Write out the records word for word, with no pictures.

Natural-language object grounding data

----------------

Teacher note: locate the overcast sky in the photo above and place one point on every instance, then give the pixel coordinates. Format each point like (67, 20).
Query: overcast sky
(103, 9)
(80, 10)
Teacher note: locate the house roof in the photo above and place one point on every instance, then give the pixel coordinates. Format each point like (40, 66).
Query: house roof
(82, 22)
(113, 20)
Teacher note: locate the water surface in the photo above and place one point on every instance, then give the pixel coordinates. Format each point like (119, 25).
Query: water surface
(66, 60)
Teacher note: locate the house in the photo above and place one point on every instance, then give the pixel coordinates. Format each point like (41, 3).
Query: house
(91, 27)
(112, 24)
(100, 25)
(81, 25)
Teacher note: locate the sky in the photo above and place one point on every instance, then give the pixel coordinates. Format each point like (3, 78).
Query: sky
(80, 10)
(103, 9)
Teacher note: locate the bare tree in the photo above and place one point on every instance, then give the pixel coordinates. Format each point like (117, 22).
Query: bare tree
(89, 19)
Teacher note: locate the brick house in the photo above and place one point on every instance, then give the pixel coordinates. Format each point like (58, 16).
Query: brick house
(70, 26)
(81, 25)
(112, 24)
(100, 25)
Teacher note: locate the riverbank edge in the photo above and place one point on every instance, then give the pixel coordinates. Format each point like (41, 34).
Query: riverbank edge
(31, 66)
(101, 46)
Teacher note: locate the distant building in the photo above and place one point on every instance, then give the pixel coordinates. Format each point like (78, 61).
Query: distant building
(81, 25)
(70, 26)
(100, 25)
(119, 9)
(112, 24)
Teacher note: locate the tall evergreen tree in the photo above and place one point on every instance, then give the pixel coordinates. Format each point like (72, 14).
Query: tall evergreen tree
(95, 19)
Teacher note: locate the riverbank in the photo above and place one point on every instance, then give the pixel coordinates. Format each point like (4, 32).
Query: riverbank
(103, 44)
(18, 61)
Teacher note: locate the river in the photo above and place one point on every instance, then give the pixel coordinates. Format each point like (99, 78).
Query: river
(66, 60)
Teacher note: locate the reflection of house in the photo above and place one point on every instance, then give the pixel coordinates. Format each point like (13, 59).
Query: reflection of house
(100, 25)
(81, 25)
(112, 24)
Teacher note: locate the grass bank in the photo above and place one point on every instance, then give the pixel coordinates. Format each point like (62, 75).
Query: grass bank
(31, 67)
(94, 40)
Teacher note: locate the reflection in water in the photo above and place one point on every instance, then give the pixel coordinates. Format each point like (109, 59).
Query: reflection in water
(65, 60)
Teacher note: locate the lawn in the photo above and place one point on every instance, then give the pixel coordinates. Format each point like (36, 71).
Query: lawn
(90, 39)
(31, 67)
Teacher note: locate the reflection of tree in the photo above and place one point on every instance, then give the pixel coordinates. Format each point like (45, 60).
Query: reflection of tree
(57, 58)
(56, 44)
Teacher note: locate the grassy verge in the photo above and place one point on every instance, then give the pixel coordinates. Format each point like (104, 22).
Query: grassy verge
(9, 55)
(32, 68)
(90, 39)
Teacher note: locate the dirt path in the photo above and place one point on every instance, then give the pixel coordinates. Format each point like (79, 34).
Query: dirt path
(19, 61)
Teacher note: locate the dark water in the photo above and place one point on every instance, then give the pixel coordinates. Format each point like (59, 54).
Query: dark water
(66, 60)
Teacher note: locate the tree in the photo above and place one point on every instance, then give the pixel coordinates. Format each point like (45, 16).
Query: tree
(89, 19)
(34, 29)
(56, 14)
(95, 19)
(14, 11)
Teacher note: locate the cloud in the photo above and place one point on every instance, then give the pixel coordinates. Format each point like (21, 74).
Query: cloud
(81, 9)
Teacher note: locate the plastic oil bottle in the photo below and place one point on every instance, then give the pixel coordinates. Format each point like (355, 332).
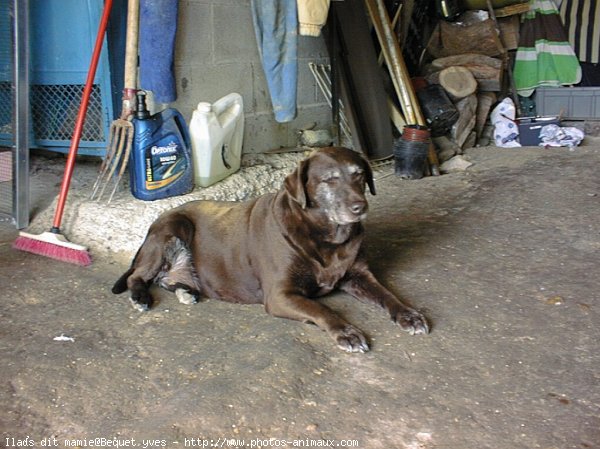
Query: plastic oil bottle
(160, 164)
(217, 131)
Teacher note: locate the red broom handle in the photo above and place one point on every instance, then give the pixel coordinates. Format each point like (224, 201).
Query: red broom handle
(66, 182)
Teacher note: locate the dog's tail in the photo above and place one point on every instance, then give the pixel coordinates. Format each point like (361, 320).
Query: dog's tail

----------------

Answer section.
Teacher note: locate the overcast sky in the photo above and place one point on every instance, then give the pixel coordinates. Format each point like (67, 20).
Query: overcast sky
(103, 9)
(80, 10)
Teacher note: locate the house roof in the photo above and place one point on every instance, then give the pixel coordinates. Format each point like (40, 66).
Query: house roof
(82, 22)
(113, 20)
Teacher note: locate the water surface in the photo above and place one point on every instance, then give the pixel coordinates. Format each point like (119, 25).
Query: water surface
(66, 60)
Teacher note: locate the house in the photo above and place one point on every instance, then give the pixel coordinates. Format each point like (41, 3).
Query: house
(91, 27)
(112, 24)
(100, 25)
(81, 25)
Teacher note: locate the sky in the photo above and place one point on every instance, then give the pixel coordinates. Format each point like (3, 78).
Query: sky
(80, 10)
(103, 9)
Teacher note: locate the bare tree in the photo above and place one point on every instance, then give the pixel coordinates. Format each point like (117, 22).
Query: bare tree
(89, 19)
Teacher note: locate the brick house in the photo above and place one point on every instance, then give the pixel coordinates. Format each point like (58, 16).
Query: brick house
(70, 26)
(81, 25)
(112, 24)
(100, 25)
Teacher note: locate the riverbank edge in the photo above and place one point on every instance, then give the pixel coordinates. Format each point like (41, 34).
Query: riverbank edge
(31, 66)
(101, 46)
Teacher note: locate the distant building in the photo above and place one point on every instance, then give the pixel coordinates. Format each point like (78, 61).
Query: distant building
(81, 25)
(70, 26)
(100, 25)
(119, 9)
(112, 24)
Teacher note: locate the tall evergreen tree in the photo above and place one point on every instance, then give the pixel coordinates. Format each point like (72, 14).
Query: tall evergreen tree
(95, 19)
Teacher note: locate the riverbank in the photo above and place one point on every instance, then give the pixel coordinates. Format each point like (4, 32).
Query: riverbank
(103, 44)
(18, 61)
Teacher note: locate the river in the photo above and place one point on every instance, then give the pixel coordinates. Format each point like (99, 78).
Query: river
(66, 60)
Teacher note: locate the reflection of house in the photo above and place one point on every instance, then give the pixel coordinates. Format each point like (13, 59).
Query: reflection of house
(100, 25)
(81, 25)
(112, 24)
Teacher note: locate the grass bank in the photo above and place one point on every instance, then give the pixel coordinates. Format each point like (62, 75).
Query: grass bank
(31, 67)
(94, 40)
Teacher note: locate the reflection in water in the photo above and place one point on every instance, then give the pixel coordinates. Format each point like (109, 59).
Query: reflection in water
(65, 60)
Teacher note: locate the lawn in the photo above and place one point on every instance, then give the pixel coordinates. Format each point like (36, 71).
Query: lawn
(90, 39)
(31, 67)
Teacher note: locate the reflection of tree in the photo above and place one point on every instance, then give the pixel coordinates. Format each point like (45, 60).
Query: reflection of tree
(57, 58)
(56, 44)
Teacher note: locate the grassy verge in the photo above and place one point on every instance, then give the pixel coordinates. Format each point like (104, 22).
Query: grassy verge
(9, 55)
(32, 68)
(90, 39)
Teacher note: locate the dirt path in the photo above and place one point on every instance, then give the pixel coordinates. Format each point like (79, 34).
Query: dirt path
(19, 61)
Teacher note: locate the dark water in the photo above and place one point on every instance, then give the pixel coordinates. Format each point like (59, 54).
Query: dark water
(66, 60)
Teacher note: locate the tree in the photo above and place one point on every instance, then give the pixel coordinates. Format each point like (45, 16).
Query: tree
(89, 19)
(34, 29)
(56, 14)
(95, 19)
(14, 11)
Teacher note: locate the cloud in the photo above and place one point on every instance, then give the pixel coordinates. Format each point like (21, 74).
Query: cloud
(81, 9)
Teacher note: locate the plastic oil bottle in the photo below and place one point on every instance, then give the pixel coordinates. Format each point like (355, 332).
Query: plastic oil bottle
(160, 164)
(217, 131)
Teacher note: locate the red broom handle in the photo above and place one point on every instance, then give the pixel coordinates. Format each point like (224, 201).
Query: red broom handle
(66, 182)
Teacher note: locate the dog's tail in the photo above and place one point on every instance, then give the pixel coordinates. Format each point like (361, 320).
Query: dog's tail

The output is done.